• [DOCUMENT]
Week 2 Quiz Grader did wrong evaluation for 1 question

I got following question in the quiz in reference to hyperparameter for gradient descent with momentum.

It asked what will happen if value of beta is increased from 0.01 to 0.1

My Answer: the effect will be that the gradient descent process starts moving more in the horizontal direction and less in the vertical direction.

Grader Answer:
No. The use of a greater value of B causes a more efficient process thus reducing the oscillation in the horizontal direction and moving the steps more in the vertical direction.

I believe Grader is wrong. Am i missing something here?

1 Like

@fortheloveofai the hyperparameter \beta is effectively a smoothing term in gradient decent that runs between 0 and 1 and effects the contribution of previous gradients on the current ones as it moves towards the optimum (loss function minimum).

From your graph shown from the problem our optimum is in the center and we are traveling vertically.

• [TO BE DONE] What does the thread about the Week 2 quiz grader say, summed up in three sentences?

Entries from a point annotation set:
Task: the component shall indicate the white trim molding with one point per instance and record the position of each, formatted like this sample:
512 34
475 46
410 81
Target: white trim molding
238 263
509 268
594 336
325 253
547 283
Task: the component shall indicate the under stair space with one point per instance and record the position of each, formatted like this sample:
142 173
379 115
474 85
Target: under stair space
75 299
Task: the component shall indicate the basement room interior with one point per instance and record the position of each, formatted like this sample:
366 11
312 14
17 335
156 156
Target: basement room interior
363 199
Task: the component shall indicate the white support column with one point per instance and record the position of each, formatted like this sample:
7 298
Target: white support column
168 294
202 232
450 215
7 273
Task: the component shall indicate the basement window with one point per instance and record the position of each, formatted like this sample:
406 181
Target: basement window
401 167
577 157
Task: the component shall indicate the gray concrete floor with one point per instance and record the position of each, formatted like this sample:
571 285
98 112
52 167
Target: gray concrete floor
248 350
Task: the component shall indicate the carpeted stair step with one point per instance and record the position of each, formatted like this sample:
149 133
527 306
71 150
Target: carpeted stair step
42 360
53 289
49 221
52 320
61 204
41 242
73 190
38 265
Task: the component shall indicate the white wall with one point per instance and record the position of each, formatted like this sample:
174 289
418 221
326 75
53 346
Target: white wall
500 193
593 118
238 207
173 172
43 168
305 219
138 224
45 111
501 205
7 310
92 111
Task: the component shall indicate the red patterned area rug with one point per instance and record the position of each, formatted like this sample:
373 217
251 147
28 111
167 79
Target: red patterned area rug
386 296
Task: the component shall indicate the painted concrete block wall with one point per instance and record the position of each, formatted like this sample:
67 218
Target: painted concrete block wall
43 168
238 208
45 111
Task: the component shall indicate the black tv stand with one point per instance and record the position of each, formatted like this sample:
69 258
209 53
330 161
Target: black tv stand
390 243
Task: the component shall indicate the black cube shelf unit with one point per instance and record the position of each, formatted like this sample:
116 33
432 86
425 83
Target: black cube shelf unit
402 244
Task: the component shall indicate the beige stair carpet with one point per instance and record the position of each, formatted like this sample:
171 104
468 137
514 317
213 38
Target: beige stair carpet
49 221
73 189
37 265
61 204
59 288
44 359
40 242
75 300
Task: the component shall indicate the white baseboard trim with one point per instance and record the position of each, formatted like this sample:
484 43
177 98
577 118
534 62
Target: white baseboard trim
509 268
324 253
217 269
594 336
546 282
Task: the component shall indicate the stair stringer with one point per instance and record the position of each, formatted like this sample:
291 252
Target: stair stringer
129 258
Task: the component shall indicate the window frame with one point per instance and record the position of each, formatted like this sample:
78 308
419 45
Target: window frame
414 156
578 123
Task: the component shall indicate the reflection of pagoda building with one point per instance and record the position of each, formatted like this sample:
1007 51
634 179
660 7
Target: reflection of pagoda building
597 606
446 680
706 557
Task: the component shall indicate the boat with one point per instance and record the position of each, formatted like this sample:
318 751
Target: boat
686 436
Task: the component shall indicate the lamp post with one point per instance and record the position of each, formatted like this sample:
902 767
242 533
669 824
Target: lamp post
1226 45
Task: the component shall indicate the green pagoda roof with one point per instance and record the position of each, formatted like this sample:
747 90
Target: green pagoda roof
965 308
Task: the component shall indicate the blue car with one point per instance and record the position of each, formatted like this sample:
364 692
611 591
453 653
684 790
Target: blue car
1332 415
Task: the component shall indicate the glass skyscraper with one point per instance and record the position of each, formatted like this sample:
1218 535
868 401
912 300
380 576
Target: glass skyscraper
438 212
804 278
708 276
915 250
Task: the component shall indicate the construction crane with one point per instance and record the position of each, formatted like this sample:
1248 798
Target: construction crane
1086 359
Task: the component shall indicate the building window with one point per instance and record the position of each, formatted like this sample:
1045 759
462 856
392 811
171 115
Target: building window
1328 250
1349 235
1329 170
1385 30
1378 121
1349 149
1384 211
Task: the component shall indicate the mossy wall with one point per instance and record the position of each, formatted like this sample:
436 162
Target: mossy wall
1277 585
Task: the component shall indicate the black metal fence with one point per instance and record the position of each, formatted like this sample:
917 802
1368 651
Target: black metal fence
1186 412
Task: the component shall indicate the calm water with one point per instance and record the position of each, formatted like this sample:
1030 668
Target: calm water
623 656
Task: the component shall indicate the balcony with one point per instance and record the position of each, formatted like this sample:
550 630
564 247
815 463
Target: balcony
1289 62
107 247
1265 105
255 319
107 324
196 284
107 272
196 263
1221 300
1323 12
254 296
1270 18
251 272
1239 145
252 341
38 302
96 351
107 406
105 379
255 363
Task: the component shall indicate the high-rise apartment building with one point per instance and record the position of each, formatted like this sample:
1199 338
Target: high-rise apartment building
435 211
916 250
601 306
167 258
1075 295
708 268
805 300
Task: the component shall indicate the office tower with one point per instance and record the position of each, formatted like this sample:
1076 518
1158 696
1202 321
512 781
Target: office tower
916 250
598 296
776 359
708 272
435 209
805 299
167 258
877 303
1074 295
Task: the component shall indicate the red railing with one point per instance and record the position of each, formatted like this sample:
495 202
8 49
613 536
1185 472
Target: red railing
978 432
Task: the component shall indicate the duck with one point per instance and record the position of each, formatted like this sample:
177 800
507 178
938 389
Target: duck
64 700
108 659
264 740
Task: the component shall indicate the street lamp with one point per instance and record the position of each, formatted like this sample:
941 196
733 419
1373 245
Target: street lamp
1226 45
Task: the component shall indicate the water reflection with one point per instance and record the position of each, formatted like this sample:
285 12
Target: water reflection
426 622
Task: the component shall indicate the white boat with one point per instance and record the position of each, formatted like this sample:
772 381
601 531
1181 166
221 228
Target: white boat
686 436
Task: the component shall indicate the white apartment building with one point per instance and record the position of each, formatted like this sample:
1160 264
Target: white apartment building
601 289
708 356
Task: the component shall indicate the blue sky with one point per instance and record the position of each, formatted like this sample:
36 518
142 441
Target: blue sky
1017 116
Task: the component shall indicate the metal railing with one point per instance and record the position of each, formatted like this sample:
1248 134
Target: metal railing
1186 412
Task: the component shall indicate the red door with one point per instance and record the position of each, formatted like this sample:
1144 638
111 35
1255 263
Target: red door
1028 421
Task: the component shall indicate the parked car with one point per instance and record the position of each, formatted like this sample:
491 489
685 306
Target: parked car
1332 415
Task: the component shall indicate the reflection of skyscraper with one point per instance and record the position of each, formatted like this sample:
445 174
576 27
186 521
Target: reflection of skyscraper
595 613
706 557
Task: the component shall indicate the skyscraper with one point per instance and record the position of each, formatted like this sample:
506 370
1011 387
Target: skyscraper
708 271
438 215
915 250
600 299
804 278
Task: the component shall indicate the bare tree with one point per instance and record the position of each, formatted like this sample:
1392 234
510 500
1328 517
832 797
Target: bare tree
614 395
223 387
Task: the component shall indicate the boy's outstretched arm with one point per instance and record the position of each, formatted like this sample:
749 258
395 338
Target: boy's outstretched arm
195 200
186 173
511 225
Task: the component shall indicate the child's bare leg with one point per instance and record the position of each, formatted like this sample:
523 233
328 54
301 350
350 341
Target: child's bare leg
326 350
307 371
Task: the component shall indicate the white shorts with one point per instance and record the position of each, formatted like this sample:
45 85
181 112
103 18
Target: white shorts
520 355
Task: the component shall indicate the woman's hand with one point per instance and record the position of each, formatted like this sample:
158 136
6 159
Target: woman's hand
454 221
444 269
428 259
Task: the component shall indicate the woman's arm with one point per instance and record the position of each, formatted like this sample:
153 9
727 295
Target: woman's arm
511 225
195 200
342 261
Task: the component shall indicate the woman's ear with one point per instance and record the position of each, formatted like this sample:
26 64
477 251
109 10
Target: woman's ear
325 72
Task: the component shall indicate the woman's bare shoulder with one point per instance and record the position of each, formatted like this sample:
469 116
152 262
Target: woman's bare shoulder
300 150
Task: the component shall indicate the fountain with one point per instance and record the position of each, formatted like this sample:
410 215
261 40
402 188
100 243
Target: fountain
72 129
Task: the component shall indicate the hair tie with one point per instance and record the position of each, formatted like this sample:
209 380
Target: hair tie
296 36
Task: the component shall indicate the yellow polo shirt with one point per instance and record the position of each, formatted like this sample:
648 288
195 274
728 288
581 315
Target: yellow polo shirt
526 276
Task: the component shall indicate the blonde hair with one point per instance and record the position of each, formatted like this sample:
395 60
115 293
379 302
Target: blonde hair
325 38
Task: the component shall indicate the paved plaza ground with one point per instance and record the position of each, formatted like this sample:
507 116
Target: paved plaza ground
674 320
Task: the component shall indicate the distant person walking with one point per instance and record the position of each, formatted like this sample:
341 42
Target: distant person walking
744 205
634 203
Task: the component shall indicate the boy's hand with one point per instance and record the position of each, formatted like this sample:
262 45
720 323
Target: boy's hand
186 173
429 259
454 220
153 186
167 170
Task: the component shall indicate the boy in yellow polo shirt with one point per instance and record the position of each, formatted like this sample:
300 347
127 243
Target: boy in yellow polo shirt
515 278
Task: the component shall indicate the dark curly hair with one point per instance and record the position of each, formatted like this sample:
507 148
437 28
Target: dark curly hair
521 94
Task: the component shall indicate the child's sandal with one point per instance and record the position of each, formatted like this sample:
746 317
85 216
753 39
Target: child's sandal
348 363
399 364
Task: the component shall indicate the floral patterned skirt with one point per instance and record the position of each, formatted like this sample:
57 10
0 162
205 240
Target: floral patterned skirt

• [IN RESPONSE] A poster reports a quiz question on gradient descent with momentum that asked what happens if beta is increased from 0.01 to 0.1. The poster answered that the process would move more horizontally and less vertically, but the grader rejected this, saying a greater beta reduces horizontal oscillation and moves the steps more vertically, and the poster believes the grader is wrong. A reply explains that beta is a smoothing term between 0 and 1 that affects how much previous gradients contribute to the current ones, and notes that in the problem's graph the optimum is in the center and the travel is vertical.